BRIEF: All of the records must be given again exactly.

DATA FOR THIS EXERCISE:
* * * * *
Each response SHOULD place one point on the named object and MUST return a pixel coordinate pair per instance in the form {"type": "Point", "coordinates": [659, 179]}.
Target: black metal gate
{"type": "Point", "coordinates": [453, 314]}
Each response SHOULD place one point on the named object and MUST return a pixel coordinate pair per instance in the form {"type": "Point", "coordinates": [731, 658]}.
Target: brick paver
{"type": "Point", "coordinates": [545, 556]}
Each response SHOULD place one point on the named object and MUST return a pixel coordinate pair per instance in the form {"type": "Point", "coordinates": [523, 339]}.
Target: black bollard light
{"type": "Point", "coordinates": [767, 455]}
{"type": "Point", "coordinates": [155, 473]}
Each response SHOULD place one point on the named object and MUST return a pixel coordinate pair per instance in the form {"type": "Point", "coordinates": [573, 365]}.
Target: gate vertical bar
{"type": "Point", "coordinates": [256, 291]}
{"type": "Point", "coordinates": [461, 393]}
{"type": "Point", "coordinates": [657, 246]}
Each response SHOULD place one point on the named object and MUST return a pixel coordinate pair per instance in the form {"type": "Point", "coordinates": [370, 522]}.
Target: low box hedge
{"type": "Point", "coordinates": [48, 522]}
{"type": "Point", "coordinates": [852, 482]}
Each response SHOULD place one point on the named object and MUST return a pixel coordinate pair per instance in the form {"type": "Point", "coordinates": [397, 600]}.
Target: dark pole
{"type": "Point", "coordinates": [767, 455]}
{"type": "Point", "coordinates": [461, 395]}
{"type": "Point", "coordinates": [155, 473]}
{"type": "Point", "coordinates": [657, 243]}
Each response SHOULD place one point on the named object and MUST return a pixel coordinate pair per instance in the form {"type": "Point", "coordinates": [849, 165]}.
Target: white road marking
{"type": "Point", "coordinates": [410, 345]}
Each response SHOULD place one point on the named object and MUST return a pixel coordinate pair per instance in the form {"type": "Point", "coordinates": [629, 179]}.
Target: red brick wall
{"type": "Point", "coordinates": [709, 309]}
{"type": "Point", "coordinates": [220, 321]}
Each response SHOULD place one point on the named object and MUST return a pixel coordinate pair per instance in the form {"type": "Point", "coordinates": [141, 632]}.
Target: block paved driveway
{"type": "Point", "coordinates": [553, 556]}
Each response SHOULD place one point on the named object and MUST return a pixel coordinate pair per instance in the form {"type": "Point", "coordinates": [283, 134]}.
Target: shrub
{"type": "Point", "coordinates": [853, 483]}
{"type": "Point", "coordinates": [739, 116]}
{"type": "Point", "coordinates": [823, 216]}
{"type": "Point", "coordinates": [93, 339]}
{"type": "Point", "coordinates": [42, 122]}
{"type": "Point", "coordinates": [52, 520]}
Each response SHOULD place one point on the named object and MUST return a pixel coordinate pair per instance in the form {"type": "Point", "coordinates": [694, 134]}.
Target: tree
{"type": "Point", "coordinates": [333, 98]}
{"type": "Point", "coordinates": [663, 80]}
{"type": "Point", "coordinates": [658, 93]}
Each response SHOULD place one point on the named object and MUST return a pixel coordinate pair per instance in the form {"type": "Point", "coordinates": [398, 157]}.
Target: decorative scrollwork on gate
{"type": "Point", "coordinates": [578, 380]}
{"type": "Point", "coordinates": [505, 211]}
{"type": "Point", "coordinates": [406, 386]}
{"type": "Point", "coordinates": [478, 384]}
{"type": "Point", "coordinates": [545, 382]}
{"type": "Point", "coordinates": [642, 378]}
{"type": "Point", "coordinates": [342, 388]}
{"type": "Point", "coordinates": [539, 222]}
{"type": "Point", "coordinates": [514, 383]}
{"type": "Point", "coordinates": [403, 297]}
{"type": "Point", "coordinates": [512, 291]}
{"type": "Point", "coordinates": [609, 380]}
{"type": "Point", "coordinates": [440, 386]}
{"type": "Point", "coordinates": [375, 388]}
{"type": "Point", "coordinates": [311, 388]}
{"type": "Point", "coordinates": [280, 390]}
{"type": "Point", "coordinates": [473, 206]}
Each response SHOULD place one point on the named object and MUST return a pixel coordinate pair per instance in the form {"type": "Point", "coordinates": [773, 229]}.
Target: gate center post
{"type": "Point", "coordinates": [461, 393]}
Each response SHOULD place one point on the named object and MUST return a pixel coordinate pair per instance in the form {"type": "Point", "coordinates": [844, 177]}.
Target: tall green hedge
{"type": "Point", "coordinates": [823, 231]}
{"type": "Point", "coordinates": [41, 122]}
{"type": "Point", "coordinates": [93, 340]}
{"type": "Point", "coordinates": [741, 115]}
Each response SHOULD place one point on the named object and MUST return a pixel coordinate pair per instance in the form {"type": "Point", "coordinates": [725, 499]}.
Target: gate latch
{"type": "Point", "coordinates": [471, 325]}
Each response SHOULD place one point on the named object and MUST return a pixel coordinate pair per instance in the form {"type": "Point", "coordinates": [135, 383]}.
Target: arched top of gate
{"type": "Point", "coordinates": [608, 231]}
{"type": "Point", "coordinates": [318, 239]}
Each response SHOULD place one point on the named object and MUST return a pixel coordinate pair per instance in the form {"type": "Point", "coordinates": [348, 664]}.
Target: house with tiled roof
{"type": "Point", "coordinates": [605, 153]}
* * * * *
RESULT FOR THIS EXERCISE:
Each response SHOULD place one point on the named object and MUST return a pixel coordinate pair per instance in the form {"type": "Point", "coordinates": [659, 179]}.
Target: black metal gate
{"type": "Point", "coordinates": [453, 314]}
Each response SHOULD place one point on the named object and MUST return a pixel coordinate pair per instance in the form {"type": "Point", "coordinates": [731, 658]}.
Target: brick paver
{"type": "Point", "coordinates": [545, 556]}
Each response SHOULD place one point on the named object and MUST return a pixel coordinate pair per instance in the form {"type": "Point", "coordinates": [523, 339]}.
Target: black bollard light
{"type": "Point", "coordinates": [767, 455]}
{"type": "Point", "coordinates": [155, 473]}
Each response SHOULD place one point on the named object and MUST return a pixel coordinate pair per instance in the form {"type": "Point", "coordinates": [573, 365]}.
Target: gate vertical bar
{"type": "Point", "coordinates": [256, 291]}
{"type": "Point", "coordinates": [461, 393]}
{"type": "Point", "coordinates": [657, 246]}
Each response SHOULD place one point on the named object and MUST return a pixel coordinate pair per instance in the form {"type": "Point", "coordinates": [370, 522]}.
Target: low box hedge
{"type": "Point", "coordinates": [48, 522]}
{"type": "Point", "coordinates": [852, 482]}
Each response SHOULD place one point on the named object and MUST return a pixel coordinate pair per instance in the form {"type": "Point", "coordinates": [397, 600]}.
Target: dark pole
{"type": "Point", "coordinates": [767, 455]}
{"type": "Point", "coordinates": [461, 395]}
{"type": "Point", "coordinates": [155, 473]}
{"type": "Point", "coordinates": [657, 243]}
Each response SHOULD place one point on the named object and MUST return a pixel coordinate pair per instance in the form {"type": "Point", "coordinates": [849, 165]}.
Target: white road marking
{"type": "Point", "coordinates": [410, 345]}
Each response SHOULD place one point on the named object and MUST return a pixel coordinate pair per instance in the form {"type": "Point", "coordinates": [629, 179]}.
Target: red brick wall
{"type": "Point", "coordinates": [709, 309]}
{"type": "Point", "coordinates": [220, 321]}
Each response SHOULD place one point on the named object and MUST return a pixel coordinate pair per instance in the form {"type": "Point", "coordinates": [141, 632]}.
Target: block paved driveway
{"type": "Point", "coordinates": [553, 556]}
Each response SHOULD place one point on the named object and MUST return a pixel coordinate pair per instance in the form {"type": "Point", "coordinates": [283, 134]}.
Target: shrub
{"type": "Point", "coordinates": [853, 483]}
{"type": "Point", "coordinates": [739, 116]}
{"type": "Point", "coordinates": [823, 216]}
{"type": "Point", "coordinates": [93, 339]}
{"type": "Point", "coordinates": [42, 122]}
{"type": "Point", "coordinates": [52, 520]}
Each response SHOULD place one point on the named object and MUST return a pixel coordinate pair per instance in the form {"type": "Point", "coordinates": [694, 134]}.
Target: tree
{"type": "Point", "coordinates": [333, 98]}
{"type": "Point", "coordinates": [663, 80]}
{"type": "Point", "coordinates": [658, 93]}
Each response SHOULD place one point on the named object and MUST return a pixel coordinate pair per instance in the form {"type": "Point", "coordinates": [398, 157]}.
Target: decorative scrollwork on gate
{"type": "Point", "coordinates": [578, 380]}
{"type": "Point", "coordinates": [505, 211]}
{"type": "Point", "coordinates": [406, 386]}
{"type": "Point", "coordinates": [478, 384]}
{"type": "Point", "coordinates": [545, 382]}
{"type": "Point", "coordinates": [642, 378]}
{"type": "Point", "coordinates": [342, 388]}
{"type": "Point", "coordinates": [539, 222]}
{"type": "Point", "coordinates": [514, 383]}
{"type": "Point", "coordinates": [403, 297]}
{"type": "Point", "coordinates": [512, 291]}
{"type": "Point", "coordinates": [609, 380]}
{"type": "Point", "coordinates": [440, 386]}
{"type": "Point", "coordinates": [375, 388]}
{"type": "Point", "coordinates": [311, 388]}
{"type": "Point", "coordinates": [280, 390]}
{"type": "Point", "coordinates": [473, 206]}
Each response SHOULD place one point on the named object and MUST return a pixel coordinate pair per instance in the form {"type": "Point", "coordinates": [773, 229]}.
Target: gate center post
{"type": "Point", "coordinates": [461, 393]}
Each response SHOULD place one point on the named object and MUST return a pixel coordinate pair per instance in the form {"type": "Point", "coordinates": [844, 177]}.
Target: tall green hedge
{"type": "Point", "coordinates": [823, 231]}
{"type": "Point", "coordinates": [41, 122]}
{"type": "Point", "coordinates": [93, 340]}
{"type": "Point", "coordinates": [741, 115]}
Each response SHOULD place one point on the named object and MUST return a pixel coordinate pair per instance in the form {"type": "Point", "coordinates": [725, 499]}.
Target: gate latch
{"type": "Point", "coordinates": [471, 325]}
Each response SHOULD place one point on the named object and MUST return a pixel coordinate pair per instance in the form {"type": "Point", "coordinates": [135, 383]}.
Target: arched top of gate
{"type": "Point", "coordinates": [608, 231]}
{"type": "Point", "coordinates": [318, 239]}
Each response SHOULD place one point on the named object and MUST return a pixel coordinate pair per instance in the form {"type": "Point", "coordinates": [348, 664]}.
Target: house with tiled roof
{"type": "Point", "coordinates": [605, 153]}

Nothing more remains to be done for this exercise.